### [DATASET EXTRACT]
*-*-*

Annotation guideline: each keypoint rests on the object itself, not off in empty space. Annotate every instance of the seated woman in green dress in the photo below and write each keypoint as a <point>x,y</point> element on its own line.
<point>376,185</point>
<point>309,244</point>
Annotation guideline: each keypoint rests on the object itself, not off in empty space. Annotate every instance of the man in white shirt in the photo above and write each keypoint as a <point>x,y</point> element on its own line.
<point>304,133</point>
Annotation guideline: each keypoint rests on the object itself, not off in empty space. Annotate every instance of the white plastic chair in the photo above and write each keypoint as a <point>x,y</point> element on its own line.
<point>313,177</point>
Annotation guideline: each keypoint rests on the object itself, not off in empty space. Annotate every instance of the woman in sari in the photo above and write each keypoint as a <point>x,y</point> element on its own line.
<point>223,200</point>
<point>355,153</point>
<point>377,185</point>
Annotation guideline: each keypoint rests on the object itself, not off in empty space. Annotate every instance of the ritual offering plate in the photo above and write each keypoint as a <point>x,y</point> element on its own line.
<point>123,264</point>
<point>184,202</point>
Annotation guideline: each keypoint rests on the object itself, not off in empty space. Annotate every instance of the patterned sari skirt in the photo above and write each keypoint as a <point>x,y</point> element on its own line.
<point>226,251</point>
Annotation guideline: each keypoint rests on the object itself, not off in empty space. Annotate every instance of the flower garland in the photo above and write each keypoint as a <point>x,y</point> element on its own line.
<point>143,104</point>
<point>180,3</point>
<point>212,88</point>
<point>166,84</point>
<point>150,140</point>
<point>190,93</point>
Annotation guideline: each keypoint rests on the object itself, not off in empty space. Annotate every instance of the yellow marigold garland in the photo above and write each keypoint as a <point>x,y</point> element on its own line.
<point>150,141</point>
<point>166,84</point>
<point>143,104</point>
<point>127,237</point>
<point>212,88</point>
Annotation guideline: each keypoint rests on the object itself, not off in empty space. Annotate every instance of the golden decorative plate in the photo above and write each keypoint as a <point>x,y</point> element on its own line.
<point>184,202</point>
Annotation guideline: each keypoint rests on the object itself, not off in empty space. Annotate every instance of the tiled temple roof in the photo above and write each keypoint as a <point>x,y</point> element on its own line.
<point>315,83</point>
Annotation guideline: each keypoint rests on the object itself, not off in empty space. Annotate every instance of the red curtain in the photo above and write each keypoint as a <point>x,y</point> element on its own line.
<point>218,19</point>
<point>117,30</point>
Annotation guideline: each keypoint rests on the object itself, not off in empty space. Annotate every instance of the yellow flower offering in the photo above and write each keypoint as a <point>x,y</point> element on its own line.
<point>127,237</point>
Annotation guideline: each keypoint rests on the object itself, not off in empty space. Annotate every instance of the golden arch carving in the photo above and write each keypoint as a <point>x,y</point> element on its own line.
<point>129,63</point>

*-*-*

Could you switch every "Annotation guideline" in the data above to "Labeling rule" and write out all the lines again with nothing else altered?

Labeling rule: each keypoint rests on the object itself, not off in empty space. Annotate every instance of the seated woman in green dress in the photo below and write each keypoint as a <point>x,y</point> element on its own line.
<point>376,185</point>
<point>309,244</point>
Labeling rule: each keypoint rests on the object itself, not off in empty space. Annotate every instance of the man in white shirt in the photo above and write each keypoint as a <point>x,y</point> element on its own line.
<point>304,133</point>
Labeling rule: each keypoint rests on the object itself, not off in empty space. Annotate every instance of the white plastic chair in the photo above and write each keypoint as a <point>x,y</point> element on its own line.
<point>313,177</point>
Labeling rule: each keypoint rests on the object itself, not off in empty space. Annotate every instance of the woman in sari in the photo above and write each keypoint as a <point>x,y</point> element on its own line.
<point>223,200</point>
<point>355,153</point>
<point>377,185</point>
Labeling rule: each keypoint rests on the object itself, not off in empty space. Annotate every instance of the ritual offering plate in the photo above and write each keypoint as a <point>x,y</point> element on its own line.
<point>123,264</point>
<point>184,202</point>
Labeling rule: each keypoint rests on the object itself, not off in empty space. Annotate every instance of the patterned sari skirt in the photo above and write each keypoint as a <point>x,y</point> element on its own line.
<point>226,251</point>
Labeling rule: each keypoint rests on the object itself, not off in empty space. Annotate every instance of the flower garland in the photo above and write each keypoint as a <point>x,y</point> element on its own line.
<point>143,104</point>
<point>180,3</point>
<point>212,88</point>
<point>166,84</point>
<point>150,140</point>
<point>190,93</point>
Labeling rule: each keypoint rests on the object itself, not off in empty space. Annotate every instance of the yellow marigold garland in the photo above and write each keypoint as a <point>x,y</point> element on its own line.
<point>150,141</point>
<point>166,84</point>
<point>143,104</point>
<point>127,237</point>
<point>212,88</point>
Labeling rule: each keypoint rests on the object itself, not off in empty space. Annotate every instance of the golden decorative plate in the photo above and write each keypoint as a <point>x,y</point> element on its own line.
<point>184,202</point>
Labeling rule: each keypoint rests on the object itself, not off in empty space. Annotate every instance of the tiled temple roof in the photo above and write each keypoint as a <point>x,y</point> element on its own line.
<point>315,83</point>
Labeling rule: each keypoint rests on the object itself, not off in empty space. Annotate every instance of the red curtain in the photo above and write each keypoint as a <point>x,y</point> element on its own line.
<point>218,19</point>
<point>117,30</point>
Labeling rule: each keypoint rests on the object itself, not off in empty space. Annotate every instance of the yellow flower offering in the photo above and write each keypoint as a <point>x,y</point> element on its own line.
<point>127,237</point>
Labeling rule: each keypoint rests on the object itself, not off in empty space. Annotate every instance of the golden arch carving in the photo above and write each keypoint as a <point>x,y</point> element on its own line.
<point>129,63</point>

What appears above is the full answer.